» **DIRECTION**: What follows is a listing; give it again exactly, in its entirety.

::::

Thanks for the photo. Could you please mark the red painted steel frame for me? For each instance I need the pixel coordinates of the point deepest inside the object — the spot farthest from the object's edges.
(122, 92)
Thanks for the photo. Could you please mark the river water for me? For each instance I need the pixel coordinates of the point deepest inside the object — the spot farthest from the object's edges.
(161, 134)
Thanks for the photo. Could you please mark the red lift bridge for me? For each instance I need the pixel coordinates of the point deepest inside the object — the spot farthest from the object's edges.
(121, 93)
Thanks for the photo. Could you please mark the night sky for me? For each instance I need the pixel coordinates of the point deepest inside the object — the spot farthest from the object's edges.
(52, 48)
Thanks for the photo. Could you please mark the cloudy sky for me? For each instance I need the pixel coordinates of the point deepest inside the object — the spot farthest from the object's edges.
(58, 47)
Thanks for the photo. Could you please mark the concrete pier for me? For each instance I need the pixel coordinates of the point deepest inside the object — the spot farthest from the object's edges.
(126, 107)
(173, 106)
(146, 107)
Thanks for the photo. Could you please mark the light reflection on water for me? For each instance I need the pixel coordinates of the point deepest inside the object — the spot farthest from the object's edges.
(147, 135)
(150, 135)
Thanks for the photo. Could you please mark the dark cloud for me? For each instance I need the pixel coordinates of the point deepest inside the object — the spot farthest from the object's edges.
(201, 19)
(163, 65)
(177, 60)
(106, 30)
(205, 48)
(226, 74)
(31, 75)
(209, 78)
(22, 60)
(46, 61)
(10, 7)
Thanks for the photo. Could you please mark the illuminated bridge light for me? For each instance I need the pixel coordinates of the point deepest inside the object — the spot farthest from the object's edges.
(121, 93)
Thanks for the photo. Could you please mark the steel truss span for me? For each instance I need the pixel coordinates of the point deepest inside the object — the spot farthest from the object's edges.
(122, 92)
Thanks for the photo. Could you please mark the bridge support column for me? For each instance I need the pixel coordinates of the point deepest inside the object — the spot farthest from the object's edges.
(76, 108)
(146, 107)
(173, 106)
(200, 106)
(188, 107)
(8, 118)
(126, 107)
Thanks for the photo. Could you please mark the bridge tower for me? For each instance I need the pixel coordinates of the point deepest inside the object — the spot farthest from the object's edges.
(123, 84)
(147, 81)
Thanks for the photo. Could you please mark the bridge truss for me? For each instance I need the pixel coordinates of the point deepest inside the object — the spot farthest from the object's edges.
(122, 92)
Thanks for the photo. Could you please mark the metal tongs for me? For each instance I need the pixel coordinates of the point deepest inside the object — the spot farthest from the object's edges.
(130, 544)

::::

» **COMPLETE OUTPUT**:
Thanks for the photo. Could you please mark the red painted steel frame for me? For each instance I need the pixel coordinates of the point deepest inside the object — the spot farthest from the object's edges.
(122, 92)
Thanks for the photo. Could you please mark the river water for me? For each instance I need the pixel coordinates of the point deepest inside the object — the spot farthest from the object's edges.
(161, 134)
Thanks for the photo. Could you please mark the red lift bridge for me? For each instance I need the pixel coordinates of the point deepest inside the object — the spot farthest from the object's edges.
(121, 93)
Thanks for the photo. Could you please mark the night sky for me? For each instance I need the pixel coordinates of the point deepest inside the object — the spot farthest from the object's edges.
(52, 48)
Thanks for the photo. Could you please mark the cloudy sky for me? For each instance I need the pixel coordinates of the point deepest inside the object — the spot farthest from the object's edges.
(58, 47)
Thanks for the photo. Could you please mark the concrete pier for me? For each instance I need the pixel coordinates of the point deepest inside the object — the spot farthest from the object's edges.
(126, 107)
(173, 106)
(146, 107)
Thanks for the photo. Could you please mark the light reflection on water for me? For each instance I need the pixel coordinates of the point deepest inside the object — the spot farthest from the object's edges.
(147, 135)
(150, 135)
Thanks for the photo. Could you please mark the dark cloud for me? For each instance I need the pixel coordinates of the point deepest inside the object — the spot farthest from the object's edges.
(201, 19)
(163, 65)
(177, 60)
(106, 30)
(205, 48)
(226, 74)
(31, 75)
(209, 78)
(22, 60)
(46, 61)
(10, 7)
Thanks for the photo. Could you please mark the illuminated bridge light for me? For each instance I need the pixel coordinates of the point deepest inside the object — the spot farthest from the object's edges.
(121, 93)
Thanks for the photo. Could you please mark the steel truss span for me? For each instance I need the pixel coordinates of the point deepest inside the object — the spot farthest from the object's edges.
(122, 92)
Thanks for the photo. Could you please mark the bridge support column for me? For each instance I need the pixel coordinates of the point deepest inside the object — the spot farthest from the object's edges.
(76, 108)
(146, 107)
(173, 106)
(200, 106)
(188, 107)
(8, 118)
(126, 107)
Thanks for the photo. Could you please mark the bridge tower for me? For each instance I need the pixel coordinates of the point deepest inside the object — the spot farthest from the object's edges.
(123, 84)
(147, 81)
Thanks for the photo. Could you please mark the bridge truss for me? For each instance I need the pixel coordinates of the point deepest inside the object — the spot farthest from the object's edges.
(122, 92)
Thanks for the photo. Could you please mark the metal tongs for me? For each instance I need the pixel coordinates of the point deepest inside the object — the spot farthest from the object's edges.
(130, 544)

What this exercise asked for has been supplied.